── DATA PROVIDED ──
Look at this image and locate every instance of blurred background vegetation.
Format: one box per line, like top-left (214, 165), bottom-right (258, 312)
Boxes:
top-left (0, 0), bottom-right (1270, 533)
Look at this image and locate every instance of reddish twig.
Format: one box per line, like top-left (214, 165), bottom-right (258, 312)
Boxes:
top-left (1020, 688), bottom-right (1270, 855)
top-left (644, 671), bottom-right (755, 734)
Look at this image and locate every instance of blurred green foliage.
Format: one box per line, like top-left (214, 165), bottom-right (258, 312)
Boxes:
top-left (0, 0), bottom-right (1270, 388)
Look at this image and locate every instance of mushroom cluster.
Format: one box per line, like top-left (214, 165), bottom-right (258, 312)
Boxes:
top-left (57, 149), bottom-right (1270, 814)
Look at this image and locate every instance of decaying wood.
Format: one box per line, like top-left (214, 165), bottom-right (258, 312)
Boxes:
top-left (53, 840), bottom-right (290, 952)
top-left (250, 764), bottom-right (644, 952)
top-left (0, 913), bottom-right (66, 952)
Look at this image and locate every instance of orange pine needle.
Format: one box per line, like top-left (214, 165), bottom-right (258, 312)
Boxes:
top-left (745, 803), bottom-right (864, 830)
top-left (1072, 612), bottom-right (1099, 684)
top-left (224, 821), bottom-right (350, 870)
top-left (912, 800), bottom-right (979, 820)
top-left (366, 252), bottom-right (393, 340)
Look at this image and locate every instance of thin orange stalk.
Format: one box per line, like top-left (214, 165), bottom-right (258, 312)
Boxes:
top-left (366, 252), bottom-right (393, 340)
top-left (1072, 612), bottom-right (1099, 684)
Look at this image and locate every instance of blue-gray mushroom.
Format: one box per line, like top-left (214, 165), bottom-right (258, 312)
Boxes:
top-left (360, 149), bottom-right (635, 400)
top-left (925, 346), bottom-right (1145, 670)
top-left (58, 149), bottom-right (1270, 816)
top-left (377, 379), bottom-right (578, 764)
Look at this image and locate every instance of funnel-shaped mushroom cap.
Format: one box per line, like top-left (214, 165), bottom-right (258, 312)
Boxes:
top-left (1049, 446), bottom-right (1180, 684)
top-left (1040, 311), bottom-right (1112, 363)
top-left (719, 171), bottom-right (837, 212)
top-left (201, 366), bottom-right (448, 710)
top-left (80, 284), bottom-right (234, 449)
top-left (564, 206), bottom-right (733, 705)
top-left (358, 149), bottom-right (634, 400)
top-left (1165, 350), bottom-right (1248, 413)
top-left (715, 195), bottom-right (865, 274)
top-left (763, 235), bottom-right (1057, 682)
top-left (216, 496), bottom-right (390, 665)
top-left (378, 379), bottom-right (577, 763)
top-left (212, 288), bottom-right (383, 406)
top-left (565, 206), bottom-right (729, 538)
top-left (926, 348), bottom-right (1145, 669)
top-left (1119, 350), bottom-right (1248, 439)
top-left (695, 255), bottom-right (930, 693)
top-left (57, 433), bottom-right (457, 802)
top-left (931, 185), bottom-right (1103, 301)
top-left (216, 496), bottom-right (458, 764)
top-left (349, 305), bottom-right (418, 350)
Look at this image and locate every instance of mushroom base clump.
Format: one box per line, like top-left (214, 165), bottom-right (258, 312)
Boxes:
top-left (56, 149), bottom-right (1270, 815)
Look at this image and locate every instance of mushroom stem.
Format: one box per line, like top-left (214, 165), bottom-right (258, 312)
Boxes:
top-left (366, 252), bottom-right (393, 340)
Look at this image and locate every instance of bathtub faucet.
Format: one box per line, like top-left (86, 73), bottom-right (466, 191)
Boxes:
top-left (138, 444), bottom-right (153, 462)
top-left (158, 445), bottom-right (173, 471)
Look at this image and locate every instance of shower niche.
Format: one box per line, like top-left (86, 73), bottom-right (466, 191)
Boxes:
───
◆ **TASK GOAL**:
Rewrite everything from the start of the items down to the line containing "top-left (644, 671), bottom-right (755, 734)", replacing "reddish twig" with "brown twig" and leaving all else unchanged.

◆ **WORKED ANSWER**:
Look at this image and locate every instance of blurred background vegetation.
Format: one box per line, like top-left (214, 165), bottom-right (258, 312)
Boxes:
top-left (0, 0), bottom-right (1270, 533)
Look at this image and locate every instance of brown twig.
Format: one box per line, like top-left (214, 165), bottom-right (258, 312)
Boxes:
top-left (1020, 688), bottom-right (1270, 855)
top-left (644, 671), bottom-right (755, 734)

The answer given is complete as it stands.